We added the following sentence to the Introduction section:

 

“Usually the studies that compare cancer incidence at an international level compute the  ASRws at a country level without considering within country variations”.

 

“What is the rationale for the adopted criteria for subdivision of countries in regions? (see lines 158 and following)”

 

We used a geographical criteria following the subdivision in use in every country

 

“The full list of country – regions – registries possible combinations should be clearly presented, either in the main paper or in the supplementary. This ‘full disaggregation table’ should also list the countries and regions and registries where no variation was detected, to provide the reader a full picture of the analyzed data. It is not clear to me if this information is entirely presented in table 2 (although it does not appear so, as registries with little variation are not included), if so please state it more clearly.”

 

We apologise for the error, we did not upload into the IJERPH site the supplementary tables.

Now we uploaded them.
________
*EXERCISES:*
- 1) Answer these questions from the reply to reviewers.
(a) What criterion did the authors use to subdivide countries into regions?
(b) Which table does the reviewer ask about when wondering whether the full list is already presented?
(c) What did the authors fail to upload to the IJERPH site?
- 2) Carry on the reply to reviewers from the point where it stops.
The rows that come next have nothing to do with the reply to reviewers.
________
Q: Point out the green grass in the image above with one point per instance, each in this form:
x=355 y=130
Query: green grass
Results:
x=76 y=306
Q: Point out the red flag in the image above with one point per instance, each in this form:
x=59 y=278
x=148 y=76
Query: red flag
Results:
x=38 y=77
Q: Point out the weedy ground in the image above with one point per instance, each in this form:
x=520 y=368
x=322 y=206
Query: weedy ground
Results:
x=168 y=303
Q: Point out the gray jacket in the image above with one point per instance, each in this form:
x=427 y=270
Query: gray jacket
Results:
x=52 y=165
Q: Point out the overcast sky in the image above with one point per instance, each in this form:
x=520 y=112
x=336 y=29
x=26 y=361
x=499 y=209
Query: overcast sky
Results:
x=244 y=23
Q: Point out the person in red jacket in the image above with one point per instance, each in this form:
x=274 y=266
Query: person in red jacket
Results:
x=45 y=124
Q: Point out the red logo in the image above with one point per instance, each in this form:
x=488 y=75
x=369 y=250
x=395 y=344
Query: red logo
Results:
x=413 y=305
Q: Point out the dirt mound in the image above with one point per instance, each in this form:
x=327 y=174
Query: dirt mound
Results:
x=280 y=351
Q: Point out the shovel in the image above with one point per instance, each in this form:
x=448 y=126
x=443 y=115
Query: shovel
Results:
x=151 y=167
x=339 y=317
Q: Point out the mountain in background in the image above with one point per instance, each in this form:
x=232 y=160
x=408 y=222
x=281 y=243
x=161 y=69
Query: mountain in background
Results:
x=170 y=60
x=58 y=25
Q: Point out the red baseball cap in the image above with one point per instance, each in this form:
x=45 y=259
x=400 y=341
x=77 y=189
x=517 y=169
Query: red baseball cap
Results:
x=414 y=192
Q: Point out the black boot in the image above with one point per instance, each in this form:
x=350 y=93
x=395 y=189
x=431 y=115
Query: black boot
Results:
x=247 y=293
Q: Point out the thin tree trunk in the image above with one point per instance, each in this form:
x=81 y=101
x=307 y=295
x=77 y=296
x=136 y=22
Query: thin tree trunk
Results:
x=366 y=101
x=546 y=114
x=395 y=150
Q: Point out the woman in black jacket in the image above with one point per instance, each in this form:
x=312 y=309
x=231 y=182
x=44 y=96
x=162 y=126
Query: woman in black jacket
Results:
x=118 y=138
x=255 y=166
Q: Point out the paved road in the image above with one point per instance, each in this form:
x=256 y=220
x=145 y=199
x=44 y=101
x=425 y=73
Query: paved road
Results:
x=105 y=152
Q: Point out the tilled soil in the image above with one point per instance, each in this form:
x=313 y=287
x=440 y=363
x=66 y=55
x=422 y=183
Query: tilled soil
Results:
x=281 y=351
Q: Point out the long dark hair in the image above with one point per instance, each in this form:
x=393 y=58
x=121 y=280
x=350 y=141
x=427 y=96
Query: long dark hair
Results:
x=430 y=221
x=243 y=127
________
*EXERCISE RESPONSES:*
- 1)
(a) A geographical criterion, following the subdivision in use in every country.
(b) Table 2.
(c) The supplementary tables.

- 2)
“Main results are presented as to my understanding in table 2. However a few more information should be added for the reader for the interpretation of presented incidence figures. In particular: what is the population size of the areas? What is the 95% Confidence interval of presented incidence rates?”

           

We added a supplementary table, S3, to list cancer registries and to show population sizes. We did not compute confidence intervals because our focus was on the variation indicator we proposed and we did not want to make the paper too complicated adding too much information

 

“Please expand the discussion to include also differences in exposure to carcinogens as an explanation of observed variation”

We added some sentences in the Discussion section.

“Are there any plans to repeat the analyses by cancer type? This point should be addressed in the discussion.”

 

We added the sentence in the Conclusion:

“We think that studies investigating incidence for specific cancer sites have to be encouraged in the GRELL area.”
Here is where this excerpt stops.